_EXERCISE AIM_.
Starting from the first line, transcribe the whole listing exactly.

_MATERIAL FOR THE TASK_.
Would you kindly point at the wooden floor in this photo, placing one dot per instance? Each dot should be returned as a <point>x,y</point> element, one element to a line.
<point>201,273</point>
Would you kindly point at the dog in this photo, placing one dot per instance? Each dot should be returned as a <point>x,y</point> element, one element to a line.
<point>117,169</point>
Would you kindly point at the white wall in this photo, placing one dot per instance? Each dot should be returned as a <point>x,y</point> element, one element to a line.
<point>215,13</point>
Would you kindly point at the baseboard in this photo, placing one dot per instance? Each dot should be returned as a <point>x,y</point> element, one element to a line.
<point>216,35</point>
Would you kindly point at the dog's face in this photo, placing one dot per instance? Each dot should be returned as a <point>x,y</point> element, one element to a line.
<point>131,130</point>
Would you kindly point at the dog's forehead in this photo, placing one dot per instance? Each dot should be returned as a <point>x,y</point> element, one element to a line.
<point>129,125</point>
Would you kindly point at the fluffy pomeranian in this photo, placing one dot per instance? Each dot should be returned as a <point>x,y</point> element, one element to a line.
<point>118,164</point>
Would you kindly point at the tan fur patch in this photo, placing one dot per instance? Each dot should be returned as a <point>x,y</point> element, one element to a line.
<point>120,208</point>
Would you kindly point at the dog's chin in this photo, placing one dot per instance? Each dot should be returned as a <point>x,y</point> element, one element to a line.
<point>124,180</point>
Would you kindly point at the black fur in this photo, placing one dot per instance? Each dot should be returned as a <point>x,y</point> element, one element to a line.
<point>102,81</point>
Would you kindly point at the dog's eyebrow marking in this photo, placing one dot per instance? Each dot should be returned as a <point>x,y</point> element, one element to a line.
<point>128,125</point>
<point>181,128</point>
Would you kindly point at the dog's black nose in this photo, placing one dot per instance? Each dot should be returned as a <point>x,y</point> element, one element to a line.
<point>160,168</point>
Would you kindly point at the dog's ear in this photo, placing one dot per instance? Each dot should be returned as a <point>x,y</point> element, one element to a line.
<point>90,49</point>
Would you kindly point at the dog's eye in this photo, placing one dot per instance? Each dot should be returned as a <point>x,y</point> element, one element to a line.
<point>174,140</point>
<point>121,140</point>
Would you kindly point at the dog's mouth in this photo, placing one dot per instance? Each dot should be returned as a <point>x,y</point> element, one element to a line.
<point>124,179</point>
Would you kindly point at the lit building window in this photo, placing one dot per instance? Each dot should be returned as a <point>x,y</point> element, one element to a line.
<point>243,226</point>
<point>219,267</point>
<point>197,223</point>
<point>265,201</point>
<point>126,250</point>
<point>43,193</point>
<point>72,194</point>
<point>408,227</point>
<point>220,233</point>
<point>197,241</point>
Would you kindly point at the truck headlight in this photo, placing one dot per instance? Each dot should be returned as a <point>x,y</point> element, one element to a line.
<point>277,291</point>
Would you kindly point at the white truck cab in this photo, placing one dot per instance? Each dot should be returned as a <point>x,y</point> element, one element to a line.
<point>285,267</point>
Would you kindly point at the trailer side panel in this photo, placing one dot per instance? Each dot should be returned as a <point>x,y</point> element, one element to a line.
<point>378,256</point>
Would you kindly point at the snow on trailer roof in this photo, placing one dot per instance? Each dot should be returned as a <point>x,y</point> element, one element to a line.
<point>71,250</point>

_REPLY_.
Would you kindly point at the wooden floor in this photo, placing one dot per instance? Each dot should be returned as a <point>x,y</point> element, one element to a line.
<point>201,273</point>
Would you kindly point at the dog in this photo, placing one dot per instance? Each dot should be returned as a <point>x,y</point> element, one element to a line.
<point>117,169</point>
Would you kindly point at the white wall in this photo, placing one dot per instance? Each dot should be returned as a <point>x,y</point> element, one element to a line.
<point>215,13</point>
Would you kindly point at the baseboard in this photo, placing one dot per instance? Each dot should be returned as a <point>x,y</point> element, one element to a line.
<point>216,35</point>
Would you kindly point at the dog's face in this photo, placing one dot per instance? Each dot should be returned as a <point>x,y</point> element, one element to a line.
<point>131,130</point>
Would you kindly point at the dog's forehead in this photo, placing one dot per instance? Each dot should be returned as a <point>x,y</point> element, one element to a line.
<point>129,125</point>
Would you kindly point at the fluffy pomeranian in this photo, placing one dot per instance? Each dot should be returned as a <point>x,y</point> element, one element to a line.
<point>118,164</point>
Would you kindly point at the tan fur patch in this photo, placing one dot per instance? Each dot should be returned as a <point>x,y</point> element, one element to a line.
<point>120,208</point>
Would you kindly point at the dog's chin in this photo, placing one dot per instance? Each dot should be returned as a <point>x,y</point> element, one element to a line.
<point>124,180</point>
Would you kindly point at the black fur in this photo, placing one dot per instance? Each dot should be returned as a <point>x,y</point> element, one element to a line.
<point>102,81</point>
Would you kindly point at the dog's eyebrow marking in this photo, placing one dot per instance? Each dot should be returned as a <point>x,y</point> element, one element to a line.
<point>128,125</point>
<point>181,128</point>
Would you kindly point at the dog's black nose in this photo, placing one dot per instance? Each dot should be returned as a <point>x,y</point> element, one element to a line.
<point>160,168</point>
Would you kindly point at the dog's ear in this photo, placing one dot per instance? Each dot should be returned as a <point>x,y</point> element, one element to a line.
<point>90,49</point>
Would you kindly point at the dog's eye in this photo, placing one dot per instance? Each dot should be returned as a <point>x,y</point> element, one element to a line.
<point>174,140</point>
<point>121,140</point>
Would you kindly point at the dog's mouth in this photo, placing one dot per instance? Each dot should be returned as a <point>x,y</point> element, one element to a line.
<point>124,179</point>
Would you kindly point at the lit building window in this photo, placing one dot per instance? Each dot should be returned as a <point>x,y</point> element, one element to a line.
<point>243,226</point>
<point>219,267</point>
<point>197,223</point>
<point>265,201</point>
<point>126,250</point>
<point>43,193</point>
<point>72,194</point>
<point>408,227</point>
<point>220,233</point>
<point>197,241</point>
Would you kindly point at the truck headlight in this photo, placing one dot per instance? Each dot should be returned as a <point>x,y</point> element, one element to a line.
<point>277,291</point>
Would you kindly point at the white truck cab in this photo, placing one dot per instance? Each dot should be returned as a <point>x,y</point> element, one element to a line.
<point>285,267</point>
Would you kindly point at the trailer side panel in this photo, placing one dot per instance? Each dot should be returned as a <point>x,y</point> element, one element to a line.
<point>378,256</point>
Would you kindly point at the snow on trailer roof in this photo, placing one dot per instance? Each dot should be returned as a <point>x,y</point> element, one element to a line.
<point>71,250</point>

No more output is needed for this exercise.